--- Start SUPPLIED DATA ---
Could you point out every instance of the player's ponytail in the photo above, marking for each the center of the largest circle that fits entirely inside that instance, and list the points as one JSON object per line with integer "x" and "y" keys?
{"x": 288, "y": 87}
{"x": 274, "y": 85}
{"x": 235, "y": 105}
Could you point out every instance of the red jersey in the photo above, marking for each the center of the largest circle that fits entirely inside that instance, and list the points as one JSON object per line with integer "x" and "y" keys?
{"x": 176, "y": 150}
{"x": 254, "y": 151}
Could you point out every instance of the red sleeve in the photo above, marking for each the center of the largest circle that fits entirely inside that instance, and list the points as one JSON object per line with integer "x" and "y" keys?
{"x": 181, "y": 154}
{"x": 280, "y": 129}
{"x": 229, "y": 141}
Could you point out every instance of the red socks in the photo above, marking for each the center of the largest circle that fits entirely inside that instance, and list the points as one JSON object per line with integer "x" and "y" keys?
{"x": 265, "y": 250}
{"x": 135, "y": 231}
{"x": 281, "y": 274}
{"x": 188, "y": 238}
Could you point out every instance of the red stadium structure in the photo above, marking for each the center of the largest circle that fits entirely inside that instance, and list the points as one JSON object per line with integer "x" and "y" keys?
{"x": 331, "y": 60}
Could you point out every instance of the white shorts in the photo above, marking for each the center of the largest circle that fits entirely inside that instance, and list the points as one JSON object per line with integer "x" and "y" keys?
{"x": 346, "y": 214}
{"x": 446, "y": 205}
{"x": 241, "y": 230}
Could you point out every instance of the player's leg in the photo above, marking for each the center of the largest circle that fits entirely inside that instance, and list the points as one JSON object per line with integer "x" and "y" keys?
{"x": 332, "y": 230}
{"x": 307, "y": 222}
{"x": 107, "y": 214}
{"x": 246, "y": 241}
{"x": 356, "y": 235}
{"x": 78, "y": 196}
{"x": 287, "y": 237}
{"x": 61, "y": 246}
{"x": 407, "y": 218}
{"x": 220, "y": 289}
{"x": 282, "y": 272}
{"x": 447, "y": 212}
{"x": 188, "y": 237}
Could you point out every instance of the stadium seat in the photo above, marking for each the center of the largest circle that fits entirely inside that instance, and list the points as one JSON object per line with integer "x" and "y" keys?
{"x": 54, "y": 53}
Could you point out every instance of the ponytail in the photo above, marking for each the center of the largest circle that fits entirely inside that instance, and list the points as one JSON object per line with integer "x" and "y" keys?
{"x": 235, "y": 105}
--- End SUPPLIED DATA ---
**THE PROBLEM:** Rewrite all of the data above, replacing each "instance" with "occurrence" and leaving everything else unchanged.

**TASK ANSWER:**
Could you point out every occurrence of the player's ponytail in the photo above, marking for each the center of the largest circle that fits entirely inside that occurrence, and list the points as one JSON object per line with integer "x" and "y" keys?
{"x": 288, "y": 87}
{"x": 274, "y": 85}
{"x": 235, "y": 105}
Could you point out every occurrence of the red jersey in the photo above, marking for each the center of the largest circle that fits entirely inside that occurrence, and list the points as one JSON object per line with integer "x" and "y" keys?
{"x": 176, "y": 150}
{"x": 254, "y": 151}
Could you point out every occurrence of the red sleeve in the photo above, marking for each the center of the largest circle that fits entirely inside that occurrence, and list the points as one JSON object per line with integer "x" and "y" keys?
{"x": 181, "y": 154}
{"x": 280, "y": 129}
{"x": 229, "y": 141}
Could you point out every occurrence of the red socks in the photo above, marking for each the center of the largest circle that fits entirely inside that occurrence, and list the points as one JSON object per line with integer "x" and "y" keys?
{"x": 265, "y": 250}
{"x": 135, "y": 231}
{"x": 281, "y": 274}
{"x": 188, "y": 238}
Could you point out every occurrence of the red stadium structure in the photo above, marking for each the center of the largest circle that fits entirely inside that occurrence, and list the points as one JSON object per line with integer "x" and "y" keys?
{"x": 331, "y": 60}
Could you point out every occurrence of the white shorts in the photo above, marking for each the center of the largest circle that fits entirely inside that occurrence, and list the points as one JSON object per line with integer "x" and "y" keys?
{"x": 346, "y": 214}
{"x": 446, "y": 205}
{"x": 241, "y": 230}
Could you point out every occurrence of the player's leg in the photo above, marking for each the center of the largest circle that fits entirely inside that occurrence, and list the points as one JSON object per line with integer "x" and "y" keys?
{"x": 332, "y": 230}
{"x": 307, "y": 222}
{"x": 107, "y": 214}
{"x": 246, "y": 241}
{"x": 356, "y": 235}
{"x": 78, "y": 196}
{"x": 287, "y": 237}
{"x": 61, "y": 246}
{"x": 407, "y": 218}
{"x": 220, "y": 289}
{"x": 282, "y": 272}
{"x": 447, "y": 212}
{"x": 188, "y": 237}
Could you point out every occurrence of the stadium seat in the photo above, marking for each the center of the largest circle that fits entirely inside that occurrence, and list the points as one JSON object per line with integer "x" and "y" keys?
{"x": 54, "y": 53}
Could you point out every occurrence of the ponytail in the photo above, marking for each the center of the largest circle that fits entirely inside that occurrence, and list the points as one JSON object per line with integer "x" and "y" keys?
{"x": 235, "y": 105}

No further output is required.